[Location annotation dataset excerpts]
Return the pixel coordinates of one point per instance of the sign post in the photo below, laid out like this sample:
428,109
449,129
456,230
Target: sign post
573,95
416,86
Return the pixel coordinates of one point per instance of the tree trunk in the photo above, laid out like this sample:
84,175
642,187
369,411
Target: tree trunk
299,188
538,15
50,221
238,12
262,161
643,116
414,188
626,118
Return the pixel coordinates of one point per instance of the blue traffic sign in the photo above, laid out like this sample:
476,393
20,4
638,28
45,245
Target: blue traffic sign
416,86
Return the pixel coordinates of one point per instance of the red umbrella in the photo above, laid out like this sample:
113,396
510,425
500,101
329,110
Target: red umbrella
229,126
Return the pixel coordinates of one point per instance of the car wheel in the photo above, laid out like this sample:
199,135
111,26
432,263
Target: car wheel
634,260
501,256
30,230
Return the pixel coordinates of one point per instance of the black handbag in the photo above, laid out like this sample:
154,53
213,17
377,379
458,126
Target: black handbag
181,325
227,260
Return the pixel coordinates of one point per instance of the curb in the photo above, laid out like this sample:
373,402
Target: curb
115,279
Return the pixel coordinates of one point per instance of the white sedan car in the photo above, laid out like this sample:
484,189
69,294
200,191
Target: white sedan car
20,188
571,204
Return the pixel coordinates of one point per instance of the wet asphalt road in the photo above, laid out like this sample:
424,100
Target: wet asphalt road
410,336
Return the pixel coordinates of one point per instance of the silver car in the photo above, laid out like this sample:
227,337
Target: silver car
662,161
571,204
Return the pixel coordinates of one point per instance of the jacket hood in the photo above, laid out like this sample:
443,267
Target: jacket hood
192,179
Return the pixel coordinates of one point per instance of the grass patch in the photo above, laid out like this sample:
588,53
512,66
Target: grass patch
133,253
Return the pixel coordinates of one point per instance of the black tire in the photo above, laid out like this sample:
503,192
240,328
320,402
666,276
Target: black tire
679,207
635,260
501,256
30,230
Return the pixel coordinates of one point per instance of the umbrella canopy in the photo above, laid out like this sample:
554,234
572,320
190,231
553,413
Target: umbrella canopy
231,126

__INSTRUCTION__: Rename "Target" to "Object" everywhere it occurs in the lines above, and reproduce all of the lines with everything else unchanged.

__SOLUTION__:
Return the pixel coordinates of one point per instance of the sign post in the photo below, laid out like this sample:
428,109
449,129
456,230
Object: sign post
573,95
416,86
Return the pixel coordinates of one point per instance of the tree trunk in the photo above, laid out like this sample:
84,175
642,187
369,411
Object: tree trunk
299,188
538,15
50,221
238,12
262,161
643,116
414,188
626,118
Return the pixel coordinates of one point per instance of the blue traffic sign in the photo above, laid out like this sample:
476,393
20,4
638,28
45,245
Object: blue traffic sign
416,86
Return the pixel coordinates of one point per instance of the red umbrella in the photo above, laid out like this sample:
113,396
510,425
500,101
329,110
Object: red umbrella
229,126
Return the pixel coordinates of one point per instance of the car wheel in the photo above, laid out like this sample:
199,135
111,26
432,263
Object: car wheel
634,260
501,256
30,230
Return the pixel coordinates of one point per instance of the black handbag in the photo above, laid out like this sample:
154,53
213,17
377,379
458,126
Object: black handbag
181,325
227,260
Return the pixel coordinates of one point per instance of the curb in the photo above, laid out like this sample:
373,402
Object: curb
115,279
Return the pixel coordinates of one point per instance of the white sedan car in the photo above, laid out like this sample:
484,189
69,294
200,191
Object: white sedan car
20,188
571,204
Return the pixel coordinates of one point per instance of the wet asphalt road in the photo above, laid out like this sample:
424,100
Object: wet asphalt road
410,336
Return the pixel coordinates of one point per instance of the silver car in the photo above, laid out like this sample:
227,337
Object: silver car
662,161
571,204
Return the pixel coordinates of one point per instance of the jacket hood in the photo above, laid out like this sample:
443,267
Object: jacket hood
192,179
Return the pixel coordinates of one point per instance of the grass patch in the photo above, laid out like this sample:
588,53
512,66
Object: grass patch
133,253
Return the pixel coordinates of one point per instance of the black tire in the photo above, laid out like this sample:
503,192
240,328
320,402
666,276
Object: black tire
679,207
635,260
501,256
30,230
Return the pixel coordinates of one point per instance of the umbrella canopy in the photo above, laid out like this sample:
554,234
572,320
190,231
553,413
Object: umbrella canopy
231,126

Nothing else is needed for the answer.